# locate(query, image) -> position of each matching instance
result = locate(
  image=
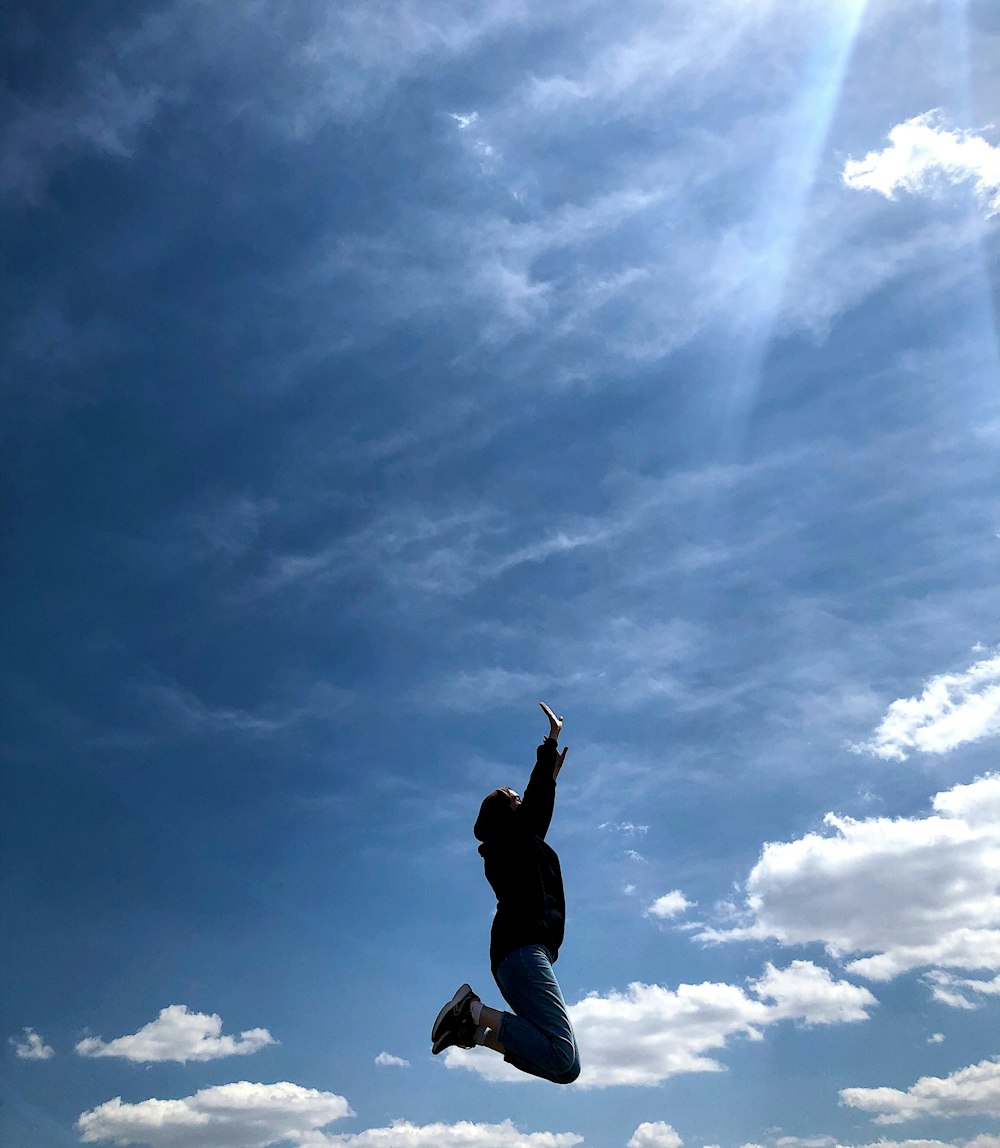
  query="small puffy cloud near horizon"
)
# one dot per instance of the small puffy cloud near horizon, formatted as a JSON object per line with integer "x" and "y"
{"x": 178, "y": 1034}
{"x": 31, "y": 1047}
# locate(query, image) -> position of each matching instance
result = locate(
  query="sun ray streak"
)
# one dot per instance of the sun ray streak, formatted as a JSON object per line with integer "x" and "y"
{"x": 783, "y": 201}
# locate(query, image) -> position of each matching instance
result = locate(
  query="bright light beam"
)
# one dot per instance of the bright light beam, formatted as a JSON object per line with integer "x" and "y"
{"x": 783, "y": 201}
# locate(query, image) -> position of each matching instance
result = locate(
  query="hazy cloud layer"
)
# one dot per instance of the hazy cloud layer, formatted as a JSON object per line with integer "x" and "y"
{"x": 649, "y": 1033}
{"x": 462, "y": 1134}
{"x": 178, "y": 1034}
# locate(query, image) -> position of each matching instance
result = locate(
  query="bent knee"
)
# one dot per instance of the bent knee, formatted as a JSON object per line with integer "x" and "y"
{"x": 567, "y": 1070}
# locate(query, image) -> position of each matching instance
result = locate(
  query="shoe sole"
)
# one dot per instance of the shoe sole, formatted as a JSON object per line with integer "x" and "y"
{"x": 442, "y": 1016}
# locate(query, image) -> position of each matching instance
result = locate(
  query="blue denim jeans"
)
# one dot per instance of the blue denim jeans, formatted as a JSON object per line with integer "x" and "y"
{"x": 539, "y": 1037}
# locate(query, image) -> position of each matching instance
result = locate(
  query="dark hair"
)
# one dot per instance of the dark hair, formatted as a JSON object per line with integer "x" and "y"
{"x": 495, "y": 815}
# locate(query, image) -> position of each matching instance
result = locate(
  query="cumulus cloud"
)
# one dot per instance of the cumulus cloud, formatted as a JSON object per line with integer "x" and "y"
{"x": 911, "y": 891}
{"x": 628, "y": 828}
{"x": 654, "y": 1135}
{"x": 178, "y": 1034}
{"x": 463, "y": 1134}
{"x": 973, "y": 1091}
{"x": 669, "y": 905}
{"x": 960, "y": 992}
{"x": 649, "y": 1033}
{"x": 922, "y": 155}
{"x": 952, "y": 710}
{"x": 240, "y": 1115}
{"x": 32, "y": 1047}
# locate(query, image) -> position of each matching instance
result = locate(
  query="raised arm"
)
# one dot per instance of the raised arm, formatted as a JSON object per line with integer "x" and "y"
{"x": 540, "y": 793}
{"x": 555, "y": 730}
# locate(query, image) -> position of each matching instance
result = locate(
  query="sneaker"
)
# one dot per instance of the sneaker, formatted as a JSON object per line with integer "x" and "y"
{"x": 454, "y": 1024}
{"x": 460, "y": 1038}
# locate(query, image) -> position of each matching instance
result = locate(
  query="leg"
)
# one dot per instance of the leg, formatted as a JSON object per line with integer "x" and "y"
{"x": 539, "y": 1038}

☆ ☆ ☆ ☆ ☆

> **PROBLEM TO SOLVE**
Should a picture appear among the entries above, omit it and repeat everything else exactly.

> **OUTPUT**
# locate(query, image) -> position of each matching instance
result = locate(
  image=
  query="small puffy cloud near horizon"
)
# one dot per instance of the small puffy cloud near horizon, formatted as a JSON object per line with integer "x" and "y"
{"x": 178, "y": 1034}
{"x": 31, "y": 1047}
# locate(query, image) -> position of each matching instance
result = locate(
  query="sun ray streak"
)
# one dot per instance of the sun ray streak, formatted as a JSON object per line with integer "x" and "y"
{"x": 783, "y": 201}
# locate(query, image) -> position of each matching instance
result = locate(
  query="bright light beam"
)
# one dot per instance of the bright light beam, formatted as a JSON object per line with integer "x" and "y"
{"x": 783, "y": 201}
# locate(query, image) -> position of each matching instance
result = locate(
  query="hazy cloud layer"
)
# one dot per instance of the hazy cloud layer, formatted as a JSON object per line with integer "x" and "y"
{"x": 649, "y": 1033}
{"x": 462, "y": 1134}
{"x": 178, "y": 1034}
# locate(query, image) -> position of each matching instance
result = locate(
  query="bent knee"
)
# one dot per instance of the bent knee, formatted as a JSON object per line with integer "x" and "y"
{"x": 567, "y": 1070}
# locate(query, image) -> position of each matching instance
result = locate(
  query="shoe sole"
)
# one dot per instance of the shoe sole, formatted as a JSON object per line with integer "x" and "y"
{"x": 442, "y": 1016}
# locate(query, image) -> position of each matching instance
result = locate(
  query="blue denim jeans"
)
# one dot per instance of the blue denim jeans, formatted as a JSON object per line with integer "x" and "y"
{"x": 539, "y": 1037}
# locate(query, image) -> position of each matching instance
result = locate(
  query="dark hair"
)
# one dot per instance of the dark hair, formatted as a JSON object per line with integer "x" and "y"
{"x": 495, "y": 815}
# locate(query, image) -> position of each matching instance
result = locate(
  query="cumulus cloud"
)
# one dot per instance of the cumulus cloud, formatted as a JSON object per line with integer "x" and "y"
{"x": 911, "y": 891}
{"x": 628, "y": 828}
{"x": 654, "y": 1135}
{"x": 178, "y": 1034}
{"x": 463, "y": 1134}
{"x": 973, "y": 1091}
{"x": 669, "y": 905}
{"x": 960, "y": 992}
{"x": 649, "y": 1033}
{"x": 922, "y": 155}
{"x": 952, "y": 710}
{"x": 240, "y": 1115}
{"x": 32, "y": 1047}
# locate(query, image) -> position of each matching instance
result = locate(
  query="raised arm"
)
# one dot per instance of the raised arm, formatted as a JSON object per line with integer "x" and "y"
{"x": 540, "y": 793}
{"x": 555, "y": 730}
# locate(query, image) -> position of each matching instance
result = locate(
  query="sneaker"
)
# one dot per instance of the sneaker, formatted as a JSON object per line with integer "x" and "y"
{"x": 454, "y": 1024}
{"x": 460, "y": 1038}
# locate(query, image) -> position of each matching instance
result = locate(
  query="leg"
)
# one dot per instance of the leg, formatted as a JSON object per line with integer "x" and "y"
{"x": 539, "y": 1038}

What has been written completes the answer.